» **EXERCISE INSTRUCTIONS**: Retype each line of the material exactly, please, skipping any picture in it.

» **DATA TO USE**:
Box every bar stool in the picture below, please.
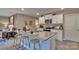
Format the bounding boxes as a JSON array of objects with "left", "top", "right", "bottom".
[
  {"left": 30, "top": 39, "right": 40, "bottom": 50},
  {"left": 20, "top": 36, "right": 30, "bottom": 49}
]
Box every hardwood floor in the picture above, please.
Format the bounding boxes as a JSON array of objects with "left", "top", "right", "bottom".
[
  {"left": 1, "top": 40, "right": 79, "bottom": 50},
  {"left": 56, "top": 40, "right": 79, "bottom": 50}
]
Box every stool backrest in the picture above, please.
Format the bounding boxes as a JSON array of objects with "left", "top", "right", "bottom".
[{"left": 20, "top": 36, "right": 29, "bottom": 47}]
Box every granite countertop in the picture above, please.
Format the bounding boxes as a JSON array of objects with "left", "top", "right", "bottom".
[{"left": 33, "top": 31, "right": 57, "bottom": 40}]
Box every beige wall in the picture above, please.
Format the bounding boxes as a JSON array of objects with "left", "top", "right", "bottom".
[
  {"left": 0, "top": 16, "right": 9, "bottom": 27},
  {"left": 14, "top": 14, "right": 37, "bottom": 30}
]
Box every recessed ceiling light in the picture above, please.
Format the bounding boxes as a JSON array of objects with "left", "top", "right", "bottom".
[
  {"left": 36, "top": 13, "right": 39, "bottom": 15},
  {"left": 21, "top": 8, "right": 24, "bottom": 11}
]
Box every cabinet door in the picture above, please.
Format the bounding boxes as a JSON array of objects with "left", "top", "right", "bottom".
[
  {"left": 52, "top": 15, "right": 57, "bottom": 23},
  {"left": 57, "top": 14, "right": 63, "bottom": 23},
  {"left": 39, "top": 17, "right": 45, "bottom": 24},
  {"left": 44, "top": 14, "right": 53, "bottom": 19},
  {"left": 52, "top": 14, "right": 63, "bottom": 24}
]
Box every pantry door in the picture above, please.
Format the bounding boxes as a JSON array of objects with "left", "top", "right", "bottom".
[
  {"left": 64, "top": 14, "right": 78, "bottom": 42},
  {"left": 75, "top": 14, "right": 79, "bottom": 42}
]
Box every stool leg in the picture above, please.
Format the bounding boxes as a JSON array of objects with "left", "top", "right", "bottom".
[
  {"left": 34, "top": 43, "right": 36, "bottom": 50},
  {"left": 28, "top": 39, "right": 30, "bottom": 48},
  {"left": 39, "top": 42, "right": 41, "bottom": 50}
]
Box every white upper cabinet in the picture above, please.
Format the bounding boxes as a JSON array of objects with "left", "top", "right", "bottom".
[
  {"left": 39, "top": 16, "right": 45, "bottom": 24},
  {"left": 39, "top": 14, "right": 63, "bottom": 24},
  {"left": 52, "top": 14, "right": 63, "bottom": 24},
  {"left": 39, "top": 14, "right": 53, "bottom": 24},
  {"left": 44, "top": 14, "right": 53, "bottom": 19}
]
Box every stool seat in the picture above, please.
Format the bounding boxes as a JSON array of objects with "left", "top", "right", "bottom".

» **EXERCISE ANSWER**:
Box every bar stool in the picture below, please.
Format the bounding boxes as a JSON array of objects with "left", "top", "right", "bottom".
[
  {"left": 30, "top": 39, "right": 40, "bottom": 50},
  {"left": 20, "top": 36, "right": 30, "bottom": 49}
]
Box every hardwood floor in the picture above, please.
Format the bounding boxes as a JSON array of objects with "left", "top", "right", "bottom".
[
  {"left": 1, "top": 40, "right": 79, "bottom": 50},
  {"left": 56, "top": 40, "right": 79, "bottom": 50}
]
Box every stool backrest in the picture above, please.
Format the bounding boxes as a JSON array of objects with "left", "top", "right", "bottom".
[{"left": 20, "top": 36, "right": 29, "bottom": 47}]
Box every granite countertop in the picture above, please.
Format the bounding boxes as a JSON array of objects with "left", "top", "right", "bottom".
[{"left": 33, "top": 31, "right": 57, "bottom": 40}]
Box every beige wall in the picture above, please.
Format the bounding boxes as a JSON array of objects with "left", "top", "right", "bottom".
[
  {"left": 0, "top": 16, "right": 9, "bottom": 27},
  {"left": 14, "top": 14, "right": 37, "bottom": 30}
]
Box every recessed ceiling light in the picture above, please.
Format the bounding boxes as a JSON array of objects with "left", "top", "right", "bottom".
[
  {"left": 36, "top": 13, "right": 39, "bottom": 15},
  {"left": 21, "top": 8, "right": 24, "bottom": 11}
]
Box every cabinet door in the picture above, please.
Format the bounding boxes as a JSON array of objects with "left", "top", "right", "bottom".
[
  {"left": 52, "top": 15, "right": 57, "bottom": 23},
  {"left": 57, "top": 14, "right": 63, "bottom": 23},
  {"left": 39, "top": 17, "right": 45, "bottom": 24},
  {"left": 44, "top": 14, "right": 53, "bottom": 19},
  {"left": 52, "top": 14, "right": 63, "bottom": 24}
]
Box every pantry door in the picture above, please.
Format the bounding boxes as a JSON array of objects with "left", "top", "right", "bottom".
[
  {"left": 64, "top": 14, "right": 78, "bottom": 42},
  {"left": 75, "top": 14, "right": 79, "bottom": 42}
]
Box every stool leg in the picture above, please.
Format the bounding boxes as a JSON array of objects with "left", "top", "right", "bottom".
[
  {"left": 34, "top": 43, "right": 36, "bottom": 50},
  {"left": 28, "top": 39, "right": 30, "bottom": 48},
  {"left": 39, "top": 42, "right": 41, "bottom": 50}
]
Box every white upper cabinet in the picture above, please.
Format the bounding boxes as a JSON array of objects with "left", "top", "right", "bottom".
[
  {"left": 39, "top": 16, "right": 45, "bottom": 24},
  {"left": 39, "top": 14, "right": 63, "bottom": 24},
  {"left": 52, "top": 14, "right": 63, "bottom": 24},
  {"left": 39, "top": 14, "right": 53, "bottom": 24},
  {"left": 44, "top": 14, "right": 53, "bottom": 19}
]
Box every stool seat in the picture above, please.
Format the bounding boxes as a JSON array of objects with "left", "top", "right", "bottom".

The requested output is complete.